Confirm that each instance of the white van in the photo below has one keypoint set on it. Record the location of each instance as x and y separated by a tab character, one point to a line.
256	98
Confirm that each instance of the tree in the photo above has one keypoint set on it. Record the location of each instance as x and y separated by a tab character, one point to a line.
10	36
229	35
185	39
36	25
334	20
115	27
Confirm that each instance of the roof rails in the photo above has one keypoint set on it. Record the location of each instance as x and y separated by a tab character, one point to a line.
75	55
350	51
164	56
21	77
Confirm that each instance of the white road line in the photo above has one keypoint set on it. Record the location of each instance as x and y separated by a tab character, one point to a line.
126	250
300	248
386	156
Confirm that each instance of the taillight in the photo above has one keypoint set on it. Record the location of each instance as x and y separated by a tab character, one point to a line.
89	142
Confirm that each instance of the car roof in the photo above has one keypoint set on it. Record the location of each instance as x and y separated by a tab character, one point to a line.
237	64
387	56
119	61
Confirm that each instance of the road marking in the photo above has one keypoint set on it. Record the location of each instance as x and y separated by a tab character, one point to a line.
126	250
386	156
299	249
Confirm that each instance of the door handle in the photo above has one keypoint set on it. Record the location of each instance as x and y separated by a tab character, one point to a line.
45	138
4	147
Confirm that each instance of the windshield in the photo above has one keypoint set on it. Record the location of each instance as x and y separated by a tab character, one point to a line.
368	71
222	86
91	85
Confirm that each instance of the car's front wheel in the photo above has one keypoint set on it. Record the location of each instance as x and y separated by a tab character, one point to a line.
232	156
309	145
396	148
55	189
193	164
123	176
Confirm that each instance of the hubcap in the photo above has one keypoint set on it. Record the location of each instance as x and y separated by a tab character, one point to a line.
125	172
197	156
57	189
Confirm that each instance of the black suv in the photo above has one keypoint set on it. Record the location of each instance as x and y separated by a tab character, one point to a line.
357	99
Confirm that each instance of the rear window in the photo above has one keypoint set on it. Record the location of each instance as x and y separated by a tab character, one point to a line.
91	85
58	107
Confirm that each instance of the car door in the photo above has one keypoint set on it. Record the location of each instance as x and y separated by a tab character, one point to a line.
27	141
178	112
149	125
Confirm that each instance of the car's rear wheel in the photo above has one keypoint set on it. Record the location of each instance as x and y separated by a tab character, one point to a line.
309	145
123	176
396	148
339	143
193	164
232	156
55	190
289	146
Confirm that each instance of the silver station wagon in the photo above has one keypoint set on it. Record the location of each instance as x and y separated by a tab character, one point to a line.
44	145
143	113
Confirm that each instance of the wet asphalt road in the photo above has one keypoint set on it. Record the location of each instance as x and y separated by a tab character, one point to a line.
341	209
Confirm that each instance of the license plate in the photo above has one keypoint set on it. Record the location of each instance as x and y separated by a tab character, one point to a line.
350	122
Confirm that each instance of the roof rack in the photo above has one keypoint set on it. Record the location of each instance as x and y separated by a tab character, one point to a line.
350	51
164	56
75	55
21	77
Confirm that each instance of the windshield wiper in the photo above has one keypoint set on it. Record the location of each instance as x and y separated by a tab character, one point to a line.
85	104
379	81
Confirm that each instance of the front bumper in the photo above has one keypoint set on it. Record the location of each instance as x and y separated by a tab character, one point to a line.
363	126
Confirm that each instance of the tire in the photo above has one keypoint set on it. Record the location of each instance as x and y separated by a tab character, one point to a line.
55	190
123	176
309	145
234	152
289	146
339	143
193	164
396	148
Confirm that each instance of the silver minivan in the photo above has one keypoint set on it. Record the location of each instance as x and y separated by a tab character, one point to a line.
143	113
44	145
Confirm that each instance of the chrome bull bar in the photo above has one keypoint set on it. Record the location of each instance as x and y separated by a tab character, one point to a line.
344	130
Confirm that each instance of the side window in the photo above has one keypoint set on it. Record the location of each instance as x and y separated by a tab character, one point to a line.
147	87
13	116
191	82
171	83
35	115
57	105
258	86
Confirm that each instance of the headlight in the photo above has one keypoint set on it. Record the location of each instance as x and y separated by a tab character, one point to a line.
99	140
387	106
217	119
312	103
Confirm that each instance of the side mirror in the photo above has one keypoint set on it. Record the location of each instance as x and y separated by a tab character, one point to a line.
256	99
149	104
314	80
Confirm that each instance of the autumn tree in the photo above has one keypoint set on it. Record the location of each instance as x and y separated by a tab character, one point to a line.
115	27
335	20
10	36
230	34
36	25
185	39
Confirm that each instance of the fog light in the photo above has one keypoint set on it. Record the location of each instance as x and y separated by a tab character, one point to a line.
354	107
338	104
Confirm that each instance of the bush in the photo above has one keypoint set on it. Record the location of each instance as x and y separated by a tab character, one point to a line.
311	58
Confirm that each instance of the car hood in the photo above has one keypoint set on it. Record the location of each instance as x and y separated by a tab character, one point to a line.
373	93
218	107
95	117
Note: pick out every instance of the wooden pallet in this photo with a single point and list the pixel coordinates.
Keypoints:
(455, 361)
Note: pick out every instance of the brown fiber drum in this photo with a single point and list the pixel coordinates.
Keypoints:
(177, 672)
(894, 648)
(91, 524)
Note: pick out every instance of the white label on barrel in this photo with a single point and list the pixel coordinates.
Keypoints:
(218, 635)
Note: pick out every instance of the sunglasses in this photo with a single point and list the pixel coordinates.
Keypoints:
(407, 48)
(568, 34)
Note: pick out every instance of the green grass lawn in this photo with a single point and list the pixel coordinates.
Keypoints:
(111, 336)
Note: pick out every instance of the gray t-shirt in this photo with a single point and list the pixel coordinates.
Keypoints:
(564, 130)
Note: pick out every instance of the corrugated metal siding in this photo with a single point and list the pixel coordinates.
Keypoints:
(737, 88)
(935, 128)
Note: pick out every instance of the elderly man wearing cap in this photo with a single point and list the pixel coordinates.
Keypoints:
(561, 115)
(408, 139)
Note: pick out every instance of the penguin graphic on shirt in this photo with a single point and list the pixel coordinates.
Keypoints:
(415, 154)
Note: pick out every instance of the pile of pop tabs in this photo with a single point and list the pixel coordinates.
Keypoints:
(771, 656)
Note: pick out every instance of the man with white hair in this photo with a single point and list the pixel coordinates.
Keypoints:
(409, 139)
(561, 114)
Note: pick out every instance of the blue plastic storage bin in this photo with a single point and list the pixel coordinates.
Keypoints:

+--

Would you set down all the lines above, exactly and in full?

Confirm that each instance of the white van in the photo below has one keypoint set on it. Record the location of each instance as x and y separated by a tab character, one point to a line.
256	98
Confirm that each instance of the tree in the photo above has one keypoint set on it. Record the location of each instance as x and y separated by a tab character, one point to a line.
10	36
229	35
185	39
36	25
334	20
115	27
Confirm that each instance of the roof rails in the photo above has one keypoint set on it. Record the location of each instance as x and y separated by a tab character, one point to a line.
75	55
350	51
164	56
21	77
Confirm that each instance of the white road line in the photo above has one keypoint set on it. Record the location of each instance as x and y separated by a tab character, one point to a line.
126	250
300	248
386	156
Confirm that each instance of the taillight in the photo above has one keypoint set on it. Record the location of each instance as x and y separated by a tab character, one point to a line.
89	142
Confirm that each instance of the car roof in the photo above has one keypoint set on it. Record the location of each instance as x and y separated by a tab character, one point to a line.
237	64
387	56
119	61
Confirm that each instance of the road marking in the photo above has one keypoint set on it. Record the location of each instance as x and y separated by a tab character, one point to a line.
126	250
386	156
299	249
Confirm that each instance of the door handle in the photo above has one keypoint set on it. Record the location of each instance as x and y separated by a tab character, one point to a line.
45	138
4	147
Confirm that each instance of the windshield in the photo above has one keypoint set on it. Record the location of each instance as x and y separated by a tab character, one point to a line.
368	71
222	86
91	85
Confirm that each instance of the car's front wheel in the photo above has one keypoint set on it. Record the location of each instance as x and y separated by a tab character, one point to a line.
232	156
309	145
396	148
55	189
193	164
123	176
Confirm that each instance of the hubcap in the photo above has one keypoint set on it. Record the location of each instance as x and y separated by a tab character, one point to a line.
125	172
197	156
57	189
Confirm that each instance of the black suv in the photo above has one keypoint set on it. Record the location of each instance as x and y separated by a tab character, one point to a line.
357	99
Confirm that each instance of the rear window in the photo above has one keypoint set on it. Record the location of each instance as x and y separated by a tab character, one point to a line.
91	85
58	107
Confirm that each instance of the car door in the photo above has one keypoint set on it. Record the location of each instance as x and y separated by a tab character, one point to a line.
27	141
178	112
149	125
Confirm that each instance of the car's rear wheel in the photo above has one keypoint set on it. Record the location of each instance as x and y separated by a tab character, one point to a line.
309	145
123	176
396	148
339	143
193	164
232	156
55	190
289	146
Confirm that each instance of the silver station wagon in the photo above has one keypoint set on it. Record the location of each instance as x and y separated by a tab character, one point to a line.
44	145
143	113
Confirm that each instance of the wet asphalt road in the photo above has one keypoint set on it. Record the location of each instance as x and y separated by a tab character, one point to a line.
341	209
Confirm that each instance of the license plate in the photo above has one keypoint set on it. Record the location of each instance as x and y separated by a tab character, one point to a line.
350	122
Confirm that each instance of the roof rack in the photo above has one keypoint set on it. Record the location of each instance as x and y separated by a tab character, one point to a line.
350	51
164	56
75	55
21	77
Confirm that each instance of the windshield wiper in the photo above has one keypoint set on it. Record the location of each instance as x and y separated by a tab character, one point to a line.
85	104
379	81
Confirm that each instance of the front bumper in the photo above has one keypoint set on it. Record the location of each instance as x and y separated by a tab character, one point to a line.
363	126
Confirm that each instance of the tire in the photo above has one keypoint set on it. Record the location of each instance as x and y separated by a tab character, one point to a line.
55	190
123	176
309	145
234	152
289	146
339	143
193	164
396	148
Confirm that each instance of the silver minivan in the photo above has one keypoint set on it. Record the location of each instance as x and y separated by a tab character, one point to a line.
143	113
44	145
Confirm that each instance of the chrome bull bar in the photo above has one keypoint set on it. Record the location of each instance as x and y separated by a tab character, one point to a line.
344	130
Confirm that each instance of the side window in the photo above has one keypoint set on it. Record the location of each instance as x and y separated by a tab character, one point to a line.
147	87
13	116
191	82
171	83
35	115
57	105
258	86
Confirm that each instance of the headlight in the photo above has one keypoint set on it. Record the location of each instance as x and y separated by a tab character, one point to a line.
99	140
387	106
217	119
312	103
Confirm that each instance of the side mirror in the photo above has one keypoint set on it. Record the location of each instance as x and y separated by a tab character, one point to a line.
256	99
149	104
314	80
Confirm that each instance of the autumn tree in the photo above has one keypoint set on it. Record the location of each instance as x and y separated by a tab character, one point to a line.
115	27
335	20
10	36
230	34
36	25
185	39
Confirm that each instance of the fog light in the photo above has one keypoint set on it. Record the location of each instance as x and y separated by a tab character, one point to a line.
354	107
338	104
Confirm that each instance of the bush in the photo above has one keypoint set on it. Record the location of each instance as x and y separated by a tab character, one point to a line.
311	58
Confirm that each instance of the car hood in the photo above has one keypoint set on it. Record the location of each instance as x and y separated by a tab character, one point to a line.
373	93
218	107
95	117
Note: pick out every instance of the wooden pallet in this photo with a single point and list the pixel coordinates.
Keypoints:
(455, 361)
Note: pick out every instance of the brown fiber drum in this photo with a single point and list the pixel coordinates.
Keypoints:
(177, 672)
(894, 648)
(91, 524)
Note: pick out every instance of the white label on barrel in this photo with a single point and list the pixel coordinates.
Keypoints:
(218, 635)
Note: pick out every instance of the sunglasses in this photo with a single point and list the pixel coordinates.
Keypoints:
(407, 48)
(568, 34)
Note: pick out every instance of the green grass lawn in this photo with a single point and list the pixel coordinates.
Keypoints:
(111, 336)
Note: pick out every instance of the gray t-shirt in this photo with a single point and list the pixel coordinates.
Keypoints:
(564, 130)
Note: pick out every instance of the corrugated metal siding in this photo with a single point and list the pixel coordinates.
Keypoints:
(737, 88)
(935, 128)
Note: pick out every instance of the elderly man wearing cap in this photo with a single point and list the pixel coordinates.
Keypoints:
(561, 115)
(408, 139)
Note: pick out every instance of the penguin graphic on shirt in this photo with a single point and list the pixel coordinates.
Keypoints:
(415, 154)
Note: pick out every instance of the pile of pop tabs in this photo with a single point and list the pixel coordinates.
Keypoints:
(771, 656)
Note: pick out every instance of the man with white hair in this photo with a single point and list the pixel coordinates.
Keypoints:
(409, 139)
(561, 114)
Note: pick out every instance of the blue plastic storage bin in this photo with a single point and list the pixel coordinates.
Keypoints:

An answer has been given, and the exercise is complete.